▶ _Written problem_:
Copy out, word for word, the full passage below about the Oso Town Council election.

▶ _Given passage_:
[Start]

For those of you who are not now and never have been a fan of The Dukes of Hazzard (such as myself), a quick search of Wikipedia reveals that the 1980s-era TV series featured this popular comic character.
Boss Hogg is described as “the greedy, unethical commissioner of Hazzard County,” a fictional land in Georgia with madcap antics and cartoonish villains.
I have now learned all these choice tidbits of 1980s popular culture because I happened to be looking at a fairly remarkable letter from an attorney.
In the letter, Ramoncito Pollete Ocampo tells why a candidate invited to be on the first electoral ballot issued by the Oso Town Council in five years (yes, five years)—a local homeowner within the Neenach area, registered voter and citizen of the United States, was told a week after the election that she has been “disqualified.”
Perhaps I didn’t mention that the candidate, Lisa Grijalva, is Equestrian Director for the Painted Turtle summer camp program in Lake Hughes, for children who are faced with life-threatening and chronic illnesses. Grijalva is also outspoken about the need for improvements in her community. Her manner is not argumentative. It is cheerful and factual. She is clearly an independent thinker with charisma.
Perhaps I also failed to tell you that the Oso Town Council held the candidate meet and greet on June 8 and the election on Saturday, June 15 from 8 a.m. to 8 p.m. To this day, the results of that election have been hidden from the community that the council allegedly represents.
No one has been allowed to see the number of people who voted (estimated to be about 25 or fewer), or to see the ballots, or to see how many votes each of the five candidates won or to see an announcement of the winners who will be serving on the council.
The same “lawyer’s opinion” letter goes on to explain why a citizen of the Philippines who has been a longtime employee and protegé of Richard Skaggs (the current president of the unelected council with apparent control of the community foundation), who came to live in the area in January at Skagg’s invitation, should be allowed to serve on the Oso Town Council.
It is likely a dozen attorneys you might bump into at random on the Metro might easily point out that Ocampo’s opinion letter appears to twist legal logic into a few dozen pretzel positions to arrive at his conclusions, especially because neighbors in the Oso area are reporting that there have been five different sets of governing documents for Oso presented to the community in the past few years.

[End]

▶ _Supplied data_:

[Start]

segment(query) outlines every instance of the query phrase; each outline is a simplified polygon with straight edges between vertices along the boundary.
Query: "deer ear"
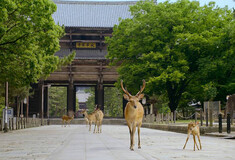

[End]

▶ _Answer to this exercise_:
For those of you who are not now and never have been a fan of The Dukes of Hazzard (such as myself), a quick search of Wikipedia reveals that the 1980s-era TV series featured this popular comic character.
Boss Hogg is described as “the greedy, unethical commissioner of Hazzard County,” a fictional land in Georgia with madcap antics and cartoonish villains.
I have now learned all these choice tidbits of 1980s popular culture because I happened to be looking at a fairly remarkable letter from an attorney.
In the letter, Ramoncito Pollete Ocampo tells why a candidate invited to be on the first electoral ballot issued by the Oso Town Council in five years (yes, five years)—a local homeowner within the Neenach area, registered voter and citizen of the United States, was told a week after the election that she has been “disqualified.”
Perhaps I didn’t mention that the candidate, Lisa Grijalva, is Equestrian Director for the Painted Turtle summer camp program in Lake Hughes, for children who are faced with life-threatening and chronic illnesses. Grijalva is also outspoken about the need for improvements in her community. Her manner is not argumentative. It is cheerful and factual. She is clearly an independent thinker with charisma.
Perhaps I also failed to tell you that the Oso Town Council held the candidate meet and greet on June 8 and the election on Saturday, June 15 from 8 a.m. to 8 p.m. To this day, the results of that election have been hidden from the community that the council allegedly represents.
No one has been allowed to see the number of people who voted (estimated to be about 25 or fewer), or to see the ballots, or to see how many votes each of the five candidates won or to see an announcement of the winners who will be serving on the council.
The same “lawyer’s opinion” letter goes on to explain why a citizen of the Philippines who has been a longtime employee and protegé of Richard Skaggs (the current president of the unelected council with apparent control of the community foundation), who came to live in the area in January at Skagg’s invitation, should be allowed to serve on the Oso Town Council.
It is likely a dozen attorneys you might bump into at random on the Metro might easily point out that Ocampo’s opinion letter appears to twist legal logic into a few dozen pretzel positions to arrive at his conclusions, especially because neighbors in the Oso area are reporting that there have been five different sets of governing documents for Oso presented to the community in the past few years.